**Dataset items**:
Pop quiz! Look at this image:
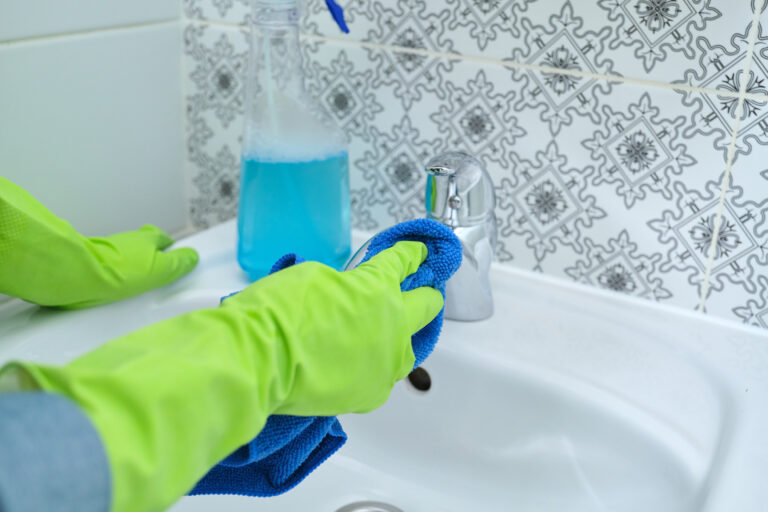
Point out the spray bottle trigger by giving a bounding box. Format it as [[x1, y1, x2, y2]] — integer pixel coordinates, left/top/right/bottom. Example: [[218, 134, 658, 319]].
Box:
[[325, 0, 349, 34]]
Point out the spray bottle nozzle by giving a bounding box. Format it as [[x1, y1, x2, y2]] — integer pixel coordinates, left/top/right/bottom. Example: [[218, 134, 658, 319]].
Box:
[[325, 0, 349, 34]]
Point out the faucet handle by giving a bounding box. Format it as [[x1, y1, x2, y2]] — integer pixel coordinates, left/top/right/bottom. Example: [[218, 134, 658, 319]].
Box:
[[425, 151, 496, 228]]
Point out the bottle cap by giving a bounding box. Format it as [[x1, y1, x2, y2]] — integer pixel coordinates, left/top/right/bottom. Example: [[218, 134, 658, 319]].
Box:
[[257, 0, 349, 34]]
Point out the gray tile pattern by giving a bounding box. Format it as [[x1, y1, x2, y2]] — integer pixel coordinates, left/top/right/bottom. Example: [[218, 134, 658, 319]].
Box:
[[184, 0, 768, 327]]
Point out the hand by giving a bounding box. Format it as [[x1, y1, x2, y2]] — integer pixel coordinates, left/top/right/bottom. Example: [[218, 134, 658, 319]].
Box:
[[0, 178, 198, 308]]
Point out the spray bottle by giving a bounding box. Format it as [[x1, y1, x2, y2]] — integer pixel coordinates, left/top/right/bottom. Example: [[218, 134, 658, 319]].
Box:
[[237, 0, 350, 280]]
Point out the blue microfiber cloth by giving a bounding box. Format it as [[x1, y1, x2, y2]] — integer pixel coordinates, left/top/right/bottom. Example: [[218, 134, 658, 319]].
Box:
[[189, 219, 461, 496]]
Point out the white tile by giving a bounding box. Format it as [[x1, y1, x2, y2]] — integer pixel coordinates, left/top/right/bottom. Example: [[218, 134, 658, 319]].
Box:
[[0, 22, 187, 238], [0, 0, 181, 41]]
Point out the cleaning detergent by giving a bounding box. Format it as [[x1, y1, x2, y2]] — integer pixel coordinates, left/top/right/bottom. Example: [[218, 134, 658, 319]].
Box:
[[238, 153, 350, 272], [237, 0, 350, 279]]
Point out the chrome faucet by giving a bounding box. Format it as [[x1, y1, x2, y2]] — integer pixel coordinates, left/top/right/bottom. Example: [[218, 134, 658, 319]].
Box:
[[425, 151, 497, 321]]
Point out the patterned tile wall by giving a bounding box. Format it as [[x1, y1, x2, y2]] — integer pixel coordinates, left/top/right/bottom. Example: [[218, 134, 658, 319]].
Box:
[[185, 0, 768, 327]]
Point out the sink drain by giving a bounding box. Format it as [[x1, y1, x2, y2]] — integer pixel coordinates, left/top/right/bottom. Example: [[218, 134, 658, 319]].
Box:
[[336, 501, 403, 512]]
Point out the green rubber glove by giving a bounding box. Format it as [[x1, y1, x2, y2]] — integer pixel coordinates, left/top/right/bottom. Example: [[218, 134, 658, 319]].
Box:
[[0, 177, 198, 308], [0, 242, 443, 512]]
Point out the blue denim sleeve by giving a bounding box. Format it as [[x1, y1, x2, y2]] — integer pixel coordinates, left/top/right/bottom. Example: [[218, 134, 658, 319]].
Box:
[[0, 392, 111, 512]]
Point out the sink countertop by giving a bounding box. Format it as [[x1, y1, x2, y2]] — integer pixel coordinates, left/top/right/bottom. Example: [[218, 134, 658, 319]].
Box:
[[0, 221, 768, 511]]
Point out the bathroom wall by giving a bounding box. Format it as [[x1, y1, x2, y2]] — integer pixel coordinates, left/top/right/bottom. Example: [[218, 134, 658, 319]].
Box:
[[0, 0, 188, 235], [184, 0, 768, 327]]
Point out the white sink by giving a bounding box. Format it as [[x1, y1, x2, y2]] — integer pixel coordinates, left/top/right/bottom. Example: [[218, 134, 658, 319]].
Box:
[[0, 223, 768, 512]]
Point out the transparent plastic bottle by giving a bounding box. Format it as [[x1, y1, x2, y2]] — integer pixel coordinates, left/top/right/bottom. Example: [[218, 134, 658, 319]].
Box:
[[237, 0, 350, 279]]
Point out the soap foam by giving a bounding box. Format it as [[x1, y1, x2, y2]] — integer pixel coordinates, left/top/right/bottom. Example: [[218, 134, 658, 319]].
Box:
[[243, 91, 347, 162]]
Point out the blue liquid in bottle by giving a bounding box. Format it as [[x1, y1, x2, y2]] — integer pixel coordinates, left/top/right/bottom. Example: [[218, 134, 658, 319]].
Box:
[[237, 152, 350, 280]]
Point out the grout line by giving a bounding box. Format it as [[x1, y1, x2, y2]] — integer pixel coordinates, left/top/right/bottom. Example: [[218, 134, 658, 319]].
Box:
[[696, 4, 761, 312], [179, 19, 192, 234], [0, 18, 179, 48], [190, 20, 768, 101]]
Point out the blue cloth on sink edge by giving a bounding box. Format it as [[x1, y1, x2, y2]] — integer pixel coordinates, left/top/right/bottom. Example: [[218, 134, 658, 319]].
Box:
[[189, 219, 462, 497]]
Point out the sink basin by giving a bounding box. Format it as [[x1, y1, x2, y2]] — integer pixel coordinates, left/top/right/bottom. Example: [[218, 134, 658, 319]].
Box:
[[0, 223, 768, 512]]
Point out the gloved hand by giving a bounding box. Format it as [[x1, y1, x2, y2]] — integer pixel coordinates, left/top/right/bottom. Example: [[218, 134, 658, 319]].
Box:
[[0, 177, 198, 308], [0, 242, 443, 512]]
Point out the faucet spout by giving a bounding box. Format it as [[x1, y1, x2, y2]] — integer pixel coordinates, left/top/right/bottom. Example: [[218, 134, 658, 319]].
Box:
[[425, 152, 497, 321]]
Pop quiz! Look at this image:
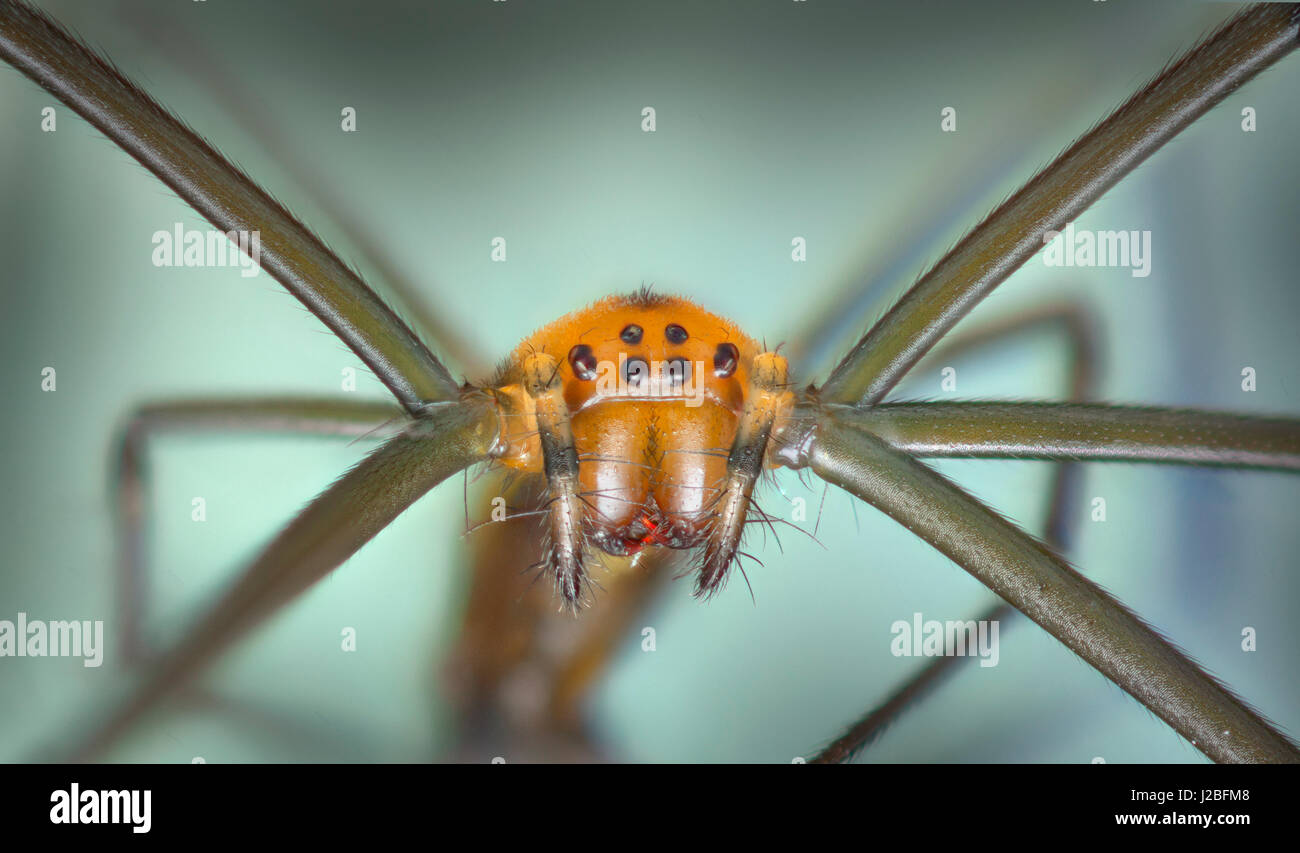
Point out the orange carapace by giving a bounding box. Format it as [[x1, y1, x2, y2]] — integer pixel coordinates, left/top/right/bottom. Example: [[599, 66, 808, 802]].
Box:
[[489, 290, 794, 603]]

**THE PROBLEM**: Can you turn all of the lines above into a two-column CSV headed instruction and box, with one row for each instruction and its answer and each value in a single quoted field with line breaks replaced by spaces? Leave the pictures out.

**FULL RESPONSE**:
instruction,box
"Pop quiz! Look at this image: Point out the spray bottle trigger by giving a bounding box. Format it as [[x1, y1, x2, y2]] — integer pixel coordinates, left/top/right/bottom. Example: [[218, 134, 658, 319]]. Box:","[[325, 0, 349, 34]]"
"Point out the spray bottle nozzle by giving a bounding box. Format it as [[x1, y1, x2, y2]] — integer pixel coordinates, left/top/right/bottom. Example: [[218, 134, 658, 319]]. Box:","[[325, 0, 349, 34]]"
"Point out the faucet handle by giving a bounding box. Format it as [[x1, y1, x2, y2]] — integer pixel coordinates, left/top/right/bottom. Example: [[218, 134, 658, 319]]. Box:","[[425, 151, 496, 228]]"
"Point out the bottle cap by giving a bounding box. Format it as [[x1, y1, x2, y2]] — integer pixel coordinates, left/top/right/bottom. Example: [[218, 134, 658, 319]]. Box:","[[257, 0, 349, 34]]"
"Point out the gray tile pattern by giving a bounding box. Format it as [[x1, y1, x2, y2]] — integer pixel coordinates, left/top/right/bottom. Example: [[218, 134, 658, 319]]. Box:","[[184, 0, 768, 327]]"
"Point out the hand by giving a bounding box. Format it as [[x1, y1, x2, y2]] — integer pixel coordinates, left/top/right/bottom. Example: [[218, 134, 658, 319]]. Box:","[[0, 178, 198, 308]]"
"Point out the spray bottle by giving a bounding box. Format it as [[x1, y1, x2, y2]] — integer pixel coordinates, left/top/right/bottom. Example: [[218, 134, 658, 319]]. Box:","[[237, 0, 350, 280]]"
"Point out the blue microfiber cloth by giving a bounding box. Format it as [[x1, y1, x2, y2]] — integer pixel coordinates, left/top/right/bottom. Example: [[218, 134, 658, 319]]. Box:","[[189, 219, 461, 496]]"
"Point out the white tile by giving a bounding box. Format it as [[x1, y1, x2, y2]] — integer pixel coordinates, left/top/right/bottom. Example: [[218, 134, 658, 319]]. Box:","[[0, 22, 187, 238], [0, 0, 181, 41]]"
"Point out the cleaning detergent by giving a bounding box. Format it as [[x1, y1, x2, y2]] — integer pixel coordinates, left/top/right/bottom. Example: [[218, 134, 658, 319]]. Box:","[[238, 153, 350, 272], [237, 0, 350, 279]]"
"Point out the chrome faucet by giving a bounding box. Format it as [[x1, y1, x2, y2]] — integer pixel coordinates, left/top/right/bottom. Example: [[218, 134, 658, 319]]. Box:","[[425, 151, 497, 321]]"
"Point out the patterned tile wall by giving a bounding box. Format it as [[x1, y1, x2, y2]] — integer pixel coordinates, left/top/right/bottom. Example: [[218, 134, 658, 319]]. Box:","[[185, 0, 768, 327]]"
"Point out the sink drain by giving a bounding box. Format it as [[x1, y1, x2, y2]] — integer pixel coordinates, left/top/right/bottom. Example: [[218, 134, 658, 319]]. Box:","[[336, 501, 403, 512]]"
"Point out the green rubber glove by giving a bounding box. Format it as [[x1, y1, x2, y2]] — integer pixel coordinates, left/top/right/bottom. Example: [[218, 134, 658, 319]]. Box:","[[0, 177, 198, 308], [0, 242, 443, 512]]"
"Point out the blue denim sleeve by giving a bounding box. Format it as [[x1, y1, x2, y2]] — integer pixel coordinates, left/top/right/bottom. Example: [[218, 134, 658, 319]]. Box:","[[0, 392, 111, 512]]"
"Point out the sink countertop by giving a bounding box. Format it as [[x1, y1, x2, y2]] — integer pixel coordinates, left/top/right/bottom. Example: [[218, 134, 658, 319]]. Box:","[[0, 221, 768, 511]]"
"Point out the bathroom wall by giving a bounding box. Format it as [[x1, y1, x2, y2]] — integer pixel coordinates, left/top/right/bottom. Example: [[218, 134, 658, 319]]. Box:","[[0, 0, 188, 235], [184, 0, 768, 327]]"
"Point out the white sink by giving a bounding box. Format it as [[x1, y1, x2, y2]] — integer pixel coordinates, left/top/right/bottom. Example: [[218, 134, 658, 319]]. Box:","[[0, 223, 768, 512]]"
"Point out the transparent plastic bottle by giving a bounding box. Format it as [[x1, y1, x2, y2]] — integer pixel coordinates, left/top/right/bottom. Example: [[218, 134, 658, 319]]. Box:","[[237, 0, 350, 279]]"
"Point out the soap foam by giving a bounding box. Format it as [[x1, y1, x2, y2]] — integer pixel coordinates, left/top/right/bottom. Example: [[218, 134, 658, 319]]. Box:","[[243, 91, 347, 162]]"
"Point out the blue liquid in bottle by giving a bounding box. Format it as [[x1, y1, x2, y2]] — integer pixel coordinates, left/top/right/bottom. Example: [[218, 134, 658, 319]]. Box:","[[237, 152, 350, 280]]"
"Point out the grout line by giving a bounding box. Format it as [[x1, y1, x2, y2]] — integer pixel coordinates, left/top/right/bottom. Example: [[218, 134, 658, 319]]. Box:","[[696, 4, 761, 312], [179, 19, 192, 234], [0, 18, 179, 48], [190, 20, 768, 101]]"
"Point out the blue cloth on sink edge by giving a bounding box. Format it as [[x1, y1, x2, y2]] — integer pixel coordinates, left/top/right/bottom. Example: [[218, 134, 658, 319]]. Box:","[[189, 219, 462, 497]]"
"Point out the sink basin by giving a bounding box. Format it as [[x1, y1, x2, y2]] — integer pixel coordinates, left/top/right/bottom. Example: [[218, 134, 658, 319]]. Box:","[[0, 223, 768, 512]]"
"Point out the gloved hand by giving a bounding box. Format it as [[x1, y1, x2, y2]] — integer pixel coordinates, left/top/right/bottom. Example: [[218, 134, 658, 319]]. Box:","[[0, 177, 198, 308], [0, 242, 443, 512]]"
"Point out the faucet spout by giving a bounding box. Format it as [[x1, y1, x2, y2]] — integer pixel coordinates, left/top/right/bottom. Example: [[218, 134, 658, 319]]. Box:","[[425, 152, 497, 321]]"
"Pop quiz! Look at this image: Point out the orange carapace by giving a bounding box. Format it as [[x1, y1, x2, y2]] — integer pixel coordinates, left/top/right/bottom. Example: [[599, 66, 808, 802]]. Box:","[[489, 290, 794, 603]]"